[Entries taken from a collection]

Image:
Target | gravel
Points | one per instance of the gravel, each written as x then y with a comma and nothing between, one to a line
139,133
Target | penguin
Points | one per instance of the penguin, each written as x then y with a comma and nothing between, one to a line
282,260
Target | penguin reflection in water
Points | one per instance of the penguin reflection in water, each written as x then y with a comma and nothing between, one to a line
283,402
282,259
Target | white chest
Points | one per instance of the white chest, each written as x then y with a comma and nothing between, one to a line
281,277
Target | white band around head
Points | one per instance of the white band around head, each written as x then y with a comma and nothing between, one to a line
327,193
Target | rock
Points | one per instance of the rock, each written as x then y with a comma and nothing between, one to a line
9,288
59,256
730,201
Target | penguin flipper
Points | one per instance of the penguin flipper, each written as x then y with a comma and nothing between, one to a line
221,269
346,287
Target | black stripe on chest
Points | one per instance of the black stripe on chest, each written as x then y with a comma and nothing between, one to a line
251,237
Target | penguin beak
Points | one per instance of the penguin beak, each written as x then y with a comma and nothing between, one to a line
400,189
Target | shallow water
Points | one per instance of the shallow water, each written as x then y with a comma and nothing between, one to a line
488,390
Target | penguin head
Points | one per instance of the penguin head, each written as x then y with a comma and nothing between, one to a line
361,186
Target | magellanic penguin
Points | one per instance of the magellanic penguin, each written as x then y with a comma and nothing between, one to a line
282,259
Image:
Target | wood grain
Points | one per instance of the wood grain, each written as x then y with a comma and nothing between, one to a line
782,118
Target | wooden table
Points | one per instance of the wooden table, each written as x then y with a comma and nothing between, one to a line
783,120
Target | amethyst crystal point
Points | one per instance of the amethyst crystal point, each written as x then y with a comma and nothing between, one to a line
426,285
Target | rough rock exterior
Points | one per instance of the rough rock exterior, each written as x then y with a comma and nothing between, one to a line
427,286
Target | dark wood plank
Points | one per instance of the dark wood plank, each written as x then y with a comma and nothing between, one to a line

#### WORK TO BE COMPLETED:
Rewrite every one of the entries above with "one per instance" changed to "one for each instance" wherever it occurs, keeping everything else the same.

#### WRITTEN ANSWER:
Image:
Target | gravel
Points | one for each instance of the gravel, each written as x then y with a comma and nothing between, one to a line
139,133
Target | penguin
Points | one for each instance of the penguin, each written as x then y with a comma and nothing between, one to a line
282,260
Target | penguin reflection in water
Points | one for each instance of the penguin reflection in water, each written as x then y with a comma and nothing between, one to a line
283,402
282,259
Target | white chest
Points | one for each instance of the white chest, each written as x then y with a comma and nothing between, one to a line
281,277
Target | white band around head
Points | one for each instance of the white band around head, each written as x then y with a comma and nothing between, one to a line
327,193
Target | rock
Points | one for each instance of the rock, each written as x then y with a comma and nothing between, one to a line
9,288
59,256
730,201
Target | penguin flipper
Points | one for each instance of the penguin flipper, each written as x then y with a comma and nothing between, one to a line
221,269
346,287
Target | black stripe on chest
Points | one for each instance of the black stripe on chest, each written as x then y with a comma and nothing between, one to a line
251,237
Target | penguin beak
Points | one for each instance of the penguin beak, each written as x then y with a comma and nothing between, one to a line
400,189
Target | shallow water
Points | one for each instance of the shallow water, each written as x then y with a comma and nothing between, one to a line
488,390
Target | penguin head
Points | one for each instance of the penguin head, each written as x then y with a comma and nothing between, one to a line
361,186
Target | magellanic penguin
Points | one for each instance of the magellanic penguin, each written as x then y with a comma and nothing between, one to a line
282,259
Image:
Target | wood grain
Points | one for each instance of the wood grain, each written as x then y with a comma and nothing between, one to a line
782,118
Target | wooden table
Points | one for each instance of the wooden table, each written as x then y with a comma and nothing between, one to a line
783,120
Target | amethyst crystal point
Points | one for each instance of the amethyst crystal point, each written as x then y with a comma and nothing between, one to a line
426,285
Target | rough rock exterior
Points | one for each instance of the rough rock exterior, each written as x then y with a comma and nothing between, one to a line
427,286
Target | dark wood plank
Points | one for each instance of the dark wood plank, each written as x then y with a comma and nothing between, one to a line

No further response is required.